Objective: Filter the records below, keeping only the lines that contain the word "every", and copy each of those lines.

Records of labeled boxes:
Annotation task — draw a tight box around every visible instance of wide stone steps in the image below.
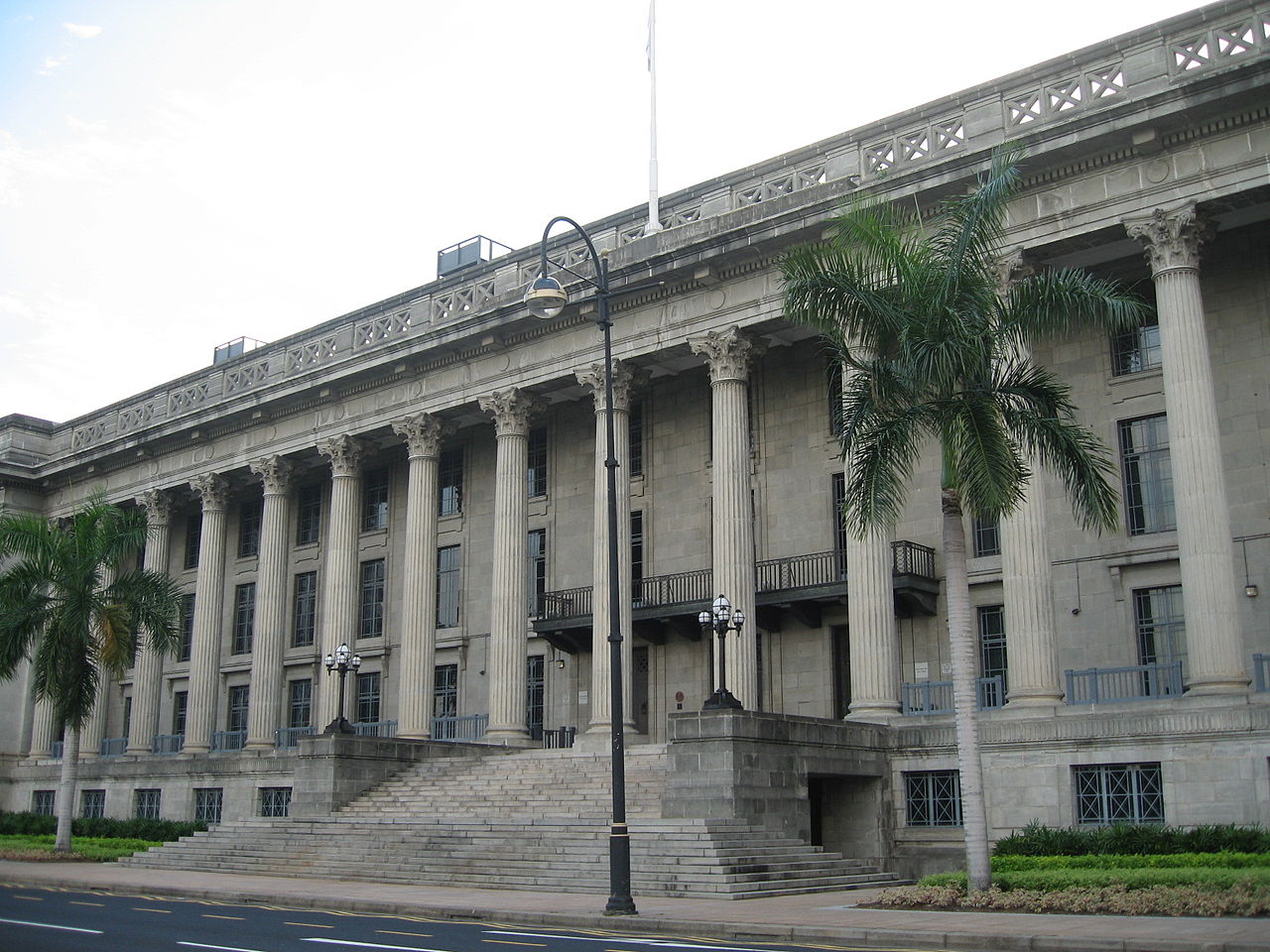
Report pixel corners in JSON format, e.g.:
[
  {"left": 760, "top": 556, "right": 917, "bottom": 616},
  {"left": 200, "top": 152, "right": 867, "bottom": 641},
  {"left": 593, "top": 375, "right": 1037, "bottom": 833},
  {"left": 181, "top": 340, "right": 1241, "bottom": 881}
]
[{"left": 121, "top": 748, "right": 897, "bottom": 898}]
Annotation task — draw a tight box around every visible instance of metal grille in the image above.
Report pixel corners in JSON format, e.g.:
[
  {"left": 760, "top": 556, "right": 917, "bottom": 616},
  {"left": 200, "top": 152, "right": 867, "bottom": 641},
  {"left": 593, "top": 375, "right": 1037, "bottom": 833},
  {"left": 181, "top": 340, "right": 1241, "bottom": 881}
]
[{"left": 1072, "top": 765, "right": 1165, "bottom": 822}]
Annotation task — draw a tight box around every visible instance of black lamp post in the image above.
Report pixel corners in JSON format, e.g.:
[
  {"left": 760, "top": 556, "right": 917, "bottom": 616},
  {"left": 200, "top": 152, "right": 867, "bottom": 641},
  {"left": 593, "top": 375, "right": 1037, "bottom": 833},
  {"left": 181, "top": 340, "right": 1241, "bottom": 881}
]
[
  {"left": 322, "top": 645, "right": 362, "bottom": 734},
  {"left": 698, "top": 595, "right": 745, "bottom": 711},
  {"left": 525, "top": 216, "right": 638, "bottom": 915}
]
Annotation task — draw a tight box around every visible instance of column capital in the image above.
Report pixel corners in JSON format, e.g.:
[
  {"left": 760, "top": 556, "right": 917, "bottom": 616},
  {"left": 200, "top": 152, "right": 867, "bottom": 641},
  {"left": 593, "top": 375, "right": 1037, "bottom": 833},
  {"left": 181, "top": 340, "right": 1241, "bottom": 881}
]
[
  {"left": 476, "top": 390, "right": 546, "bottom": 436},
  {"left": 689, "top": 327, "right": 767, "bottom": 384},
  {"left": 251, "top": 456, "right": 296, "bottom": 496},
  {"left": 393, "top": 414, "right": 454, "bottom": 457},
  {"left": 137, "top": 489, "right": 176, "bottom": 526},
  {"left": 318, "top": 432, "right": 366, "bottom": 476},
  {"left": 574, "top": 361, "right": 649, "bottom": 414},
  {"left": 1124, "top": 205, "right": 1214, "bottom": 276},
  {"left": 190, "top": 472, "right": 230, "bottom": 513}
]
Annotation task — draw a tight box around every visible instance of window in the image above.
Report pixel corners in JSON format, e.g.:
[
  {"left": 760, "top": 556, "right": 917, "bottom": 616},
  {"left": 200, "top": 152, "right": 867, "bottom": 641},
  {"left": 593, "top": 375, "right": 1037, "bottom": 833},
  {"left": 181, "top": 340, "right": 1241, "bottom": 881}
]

Correct response:
Annotation task — draw a tight box around every visible instance of wide stone steps in the image below.
Annotation task — draw a tight box around every visible instance of metal grille in the image above.
Annotation task — draw a tight box around every visible instance of black lamp post in the image above.
Annotation task — draw a tight box around every visible instance of column capital in the image above.
Annotation task — draw a tight box around every visible instance of window in the image above.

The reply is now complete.